AIM OF THE TASK:
In full and unchanged, output the entries that follow.

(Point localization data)

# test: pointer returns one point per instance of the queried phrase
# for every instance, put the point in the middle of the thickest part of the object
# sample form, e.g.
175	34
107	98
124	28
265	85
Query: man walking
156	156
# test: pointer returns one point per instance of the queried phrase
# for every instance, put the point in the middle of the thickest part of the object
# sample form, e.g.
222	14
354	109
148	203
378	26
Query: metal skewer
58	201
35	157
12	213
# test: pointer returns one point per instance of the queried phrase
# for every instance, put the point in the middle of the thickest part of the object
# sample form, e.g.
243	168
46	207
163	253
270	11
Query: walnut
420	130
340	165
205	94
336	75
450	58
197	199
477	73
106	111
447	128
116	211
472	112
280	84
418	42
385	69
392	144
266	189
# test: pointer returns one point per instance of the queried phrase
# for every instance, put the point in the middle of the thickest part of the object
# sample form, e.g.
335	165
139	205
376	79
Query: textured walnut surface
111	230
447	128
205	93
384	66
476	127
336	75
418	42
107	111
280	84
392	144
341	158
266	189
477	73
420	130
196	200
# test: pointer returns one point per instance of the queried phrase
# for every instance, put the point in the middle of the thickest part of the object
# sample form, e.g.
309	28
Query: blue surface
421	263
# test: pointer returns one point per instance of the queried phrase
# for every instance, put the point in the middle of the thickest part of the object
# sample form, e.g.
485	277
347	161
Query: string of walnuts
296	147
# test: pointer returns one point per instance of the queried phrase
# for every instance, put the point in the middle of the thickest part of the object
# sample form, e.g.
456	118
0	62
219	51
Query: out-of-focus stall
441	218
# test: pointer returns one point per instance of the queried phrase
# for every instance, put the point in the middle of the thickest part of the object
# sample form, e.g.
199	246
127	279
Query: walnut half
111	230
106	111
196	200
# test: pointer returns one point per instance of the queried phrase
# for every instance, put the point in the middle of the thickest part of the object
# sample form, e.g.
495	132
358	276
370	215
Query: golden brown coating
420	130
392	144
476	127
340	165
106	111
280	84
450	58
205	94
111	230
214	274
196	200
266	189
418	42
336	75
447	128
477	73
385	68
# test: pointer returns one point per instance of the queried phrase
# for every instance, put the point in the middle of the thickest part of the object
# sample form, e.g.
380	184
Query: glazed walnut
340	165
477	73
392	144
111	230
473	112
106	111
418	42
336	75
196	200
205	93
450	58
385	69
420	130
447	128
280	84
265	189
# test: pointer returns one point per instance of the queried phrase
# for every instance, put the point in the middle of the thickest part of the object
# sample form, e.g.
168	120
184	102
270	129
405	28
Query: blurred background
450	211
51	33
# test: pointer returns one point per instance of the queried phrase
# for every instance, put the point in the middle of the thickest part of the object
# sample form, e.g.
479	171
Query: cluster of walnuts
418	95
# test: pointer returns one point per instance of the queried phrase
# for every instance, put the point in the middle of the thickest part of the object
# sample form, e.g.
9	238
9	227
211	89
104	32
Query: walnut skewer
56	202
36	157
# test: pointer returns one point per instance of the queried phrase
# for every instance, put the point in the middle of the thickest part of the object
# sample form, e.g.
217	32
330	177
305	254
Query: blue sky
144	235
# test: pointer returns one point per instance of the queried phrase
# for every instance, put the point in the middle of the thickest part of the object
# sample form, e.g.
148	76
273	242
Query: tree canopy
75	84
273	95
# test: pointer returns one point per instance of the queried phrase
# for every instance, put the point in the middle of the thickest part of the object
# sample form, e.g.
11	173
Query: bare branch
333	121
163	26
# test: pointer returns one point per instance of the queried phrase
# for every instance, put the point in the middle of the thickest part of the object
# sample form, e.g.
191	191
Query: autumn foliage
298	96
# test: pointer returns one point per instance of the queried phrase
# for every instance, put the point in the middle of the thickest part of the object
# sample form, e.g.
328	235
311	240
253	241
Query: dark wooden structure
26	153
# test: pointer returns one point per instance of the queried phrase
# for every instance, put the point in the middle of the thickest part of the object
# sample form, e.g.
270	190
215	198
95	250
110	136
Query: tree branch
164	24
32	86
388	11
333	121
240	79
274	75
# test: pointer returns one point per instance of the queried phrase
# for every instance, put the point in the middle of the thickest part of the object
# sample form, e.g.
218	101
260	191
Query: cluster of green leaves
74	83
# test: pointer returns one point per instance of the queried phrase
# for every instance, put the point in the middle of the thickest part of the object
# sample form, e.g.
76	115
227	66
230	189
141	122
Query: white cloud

RESPONSE BELOW:
# test: pointer returns one point per instance of the queried phrase
# for every instance, put the point in the middle of the thickest part of the object
# sample form, e.g.
175	34
107	98
124	28
265	85
Query: man walking
156	156
# test: pointer returns one point per instance of the queried phrase
# for every instance, put the point in the middle of the thickest part of the object
# sample form, e.g.
222	14
354	109
148	203
378	26
Query: metal skewer
58	201
35	157
12	213
# test: pointer returns one point per instance of the queried phrase
# for every instance, put the point in the middle of the thickest part of the object
# sample form, e.g.
243	168
46	207
163	253
270	11
Query: walnut
420	130
340	165
205	94
336	75
450	58
197	199
477	73
106	111
447	128
116	211
472	112
280	84
418	42
385	69
392	144
266	189
# test: pointer returns one point per instance of the queried phrase
# for every instance, put the point in the middle of the thickest part of the object
# sample form, e.g.
335	165
139	205
376	79
Query: textured walnut surface
111	230
447	128
205	93
384	66
476	127
336	75
418	42
107	111
280	84
392	144
341	158
266	189
477	73
420	130
196	200
# test: pointer returns one point per instance of the queried phrase
# for every instance, put the point in the middle of the thickest part of the object
# sample form, e.g.
309	28
Query: blue surface
421	263
# test: pointer returns one point per instance of the queried phrase
# for every instance, put the point in the middle of the thickest part of the object
# sample form, e.g.
485	277
347	161
Query: string of walnuts
296	147
# test: pointer returns one point per instance of the queried phrase
# for every instance, put the point in the middle of the thickest part of the object
# sample form, e.g.
456	118
0	62
219	51
Query: out-of-focus stall
441	218
# test: pointer returns one point per instance of the queried phrase
# for every instance, put the point in the middle of the thickest part of the object
# sample form, e.g.
199	246
127	279
Query: walnut half
111	230
106	111
196	200
# test: pointer returns one point per instance of the queried phrase
# for every instance, put the point in the middle of the thickest part of the object
# sample form, e.g.
495	132
358	276
370	215
Query: golden brown coating
420	130
392	144
476	127
340	165
106	111
280	84
450	58
205	94
111	230
214	274
196	200
266	189
418	42
336	75
447	128
477	73
385	68
# test: pointer returns one point per instance of the queried phrase
# for every instance, put the point in the middle of the thickest part of the object
# sample form, e.g.
380	184
Query: glazed walnut
340	165
477	73
392	144
111	230
473	112
106	111
418	42
336	75
196	200
205	93
450	58
385	69
420	130
447	128
280	84
265	189
# test: pointer returns one point per instance of the queried phrase
# for every instance, put the point in the middle of the thickest part of the object
# sample form, e.g.
168	120
184	102
270	129
405	28
Query: blurred background
450	211
51	33
# test: pointer returns one point per instance of the queried phrase
# for every instance, put the point in the middle of the thickest part of the object
# sample form, e.g.
479	171
Query: cluster of walnuts
418	95
# test: pointer returns one point per instance of the queried phrase
# for every instance, put the point in the middle of the thickest part of the object
# sample form, e.g.
9	238
9	227
211	89
104	32
Query: walnut skewer
56	202
36	157
# test: pointer returns one point per instance of the queried phrase
# for every instance, put the point in the middle of the thickest part of the object
# sample form, e.g.
217	32
330	177
305	254
Query: blue sky
144	235
# test: pointer returns one point per instance of the queried phrase
# for every instance, put the point in the middle of the thickest part of the object
# sample form, e.g.
148	76
273	242
Query: tree canopy
75	84
273	95
# test: pointer returns one point per instance of the queried phrase
# for every instance, put the point in the middle of the thickest part of the object
# sample form, e.g.
11	173
Query: bare branch
333	121
163	26
# test: pointer returns one point per instance of the queried phrase
# for every instance, put the point in the middle of the thickest part of the object
# sample form, e.g.
191	191
Query: autumn foliage
298	96
# test: pointer returns one point per instance of the queried phrase
# for every instance, put the point in the middle of the thickest part of the object
# sample form, e.g.
328	235
311	240
253	241
Query: dark wooden structure
26	153
# test: pointer returns one point per instance of the queried phrase
# for every instance, put the point in the middle of the thickest part of the object
# sample form, e.g.
270	190
215	198
95	250
110	136
Query: tree branch
164	24
32	86
388	11
333	121
240	79
274	75
# test: pointer returns one point per instance of the queried phrase
# for every instance, put the point in the middle of the thickest part of the object
# sample form, e.g.
218	101
260	191
Query: cluster of green leaves
74	83
# test: pointer returns one point per instance of the queried phrase
# for every instance, put the point in the middle of the thickest part of the object
# sample form, e.g.
76	115
227	66
230	189
141	122
Query: white cloud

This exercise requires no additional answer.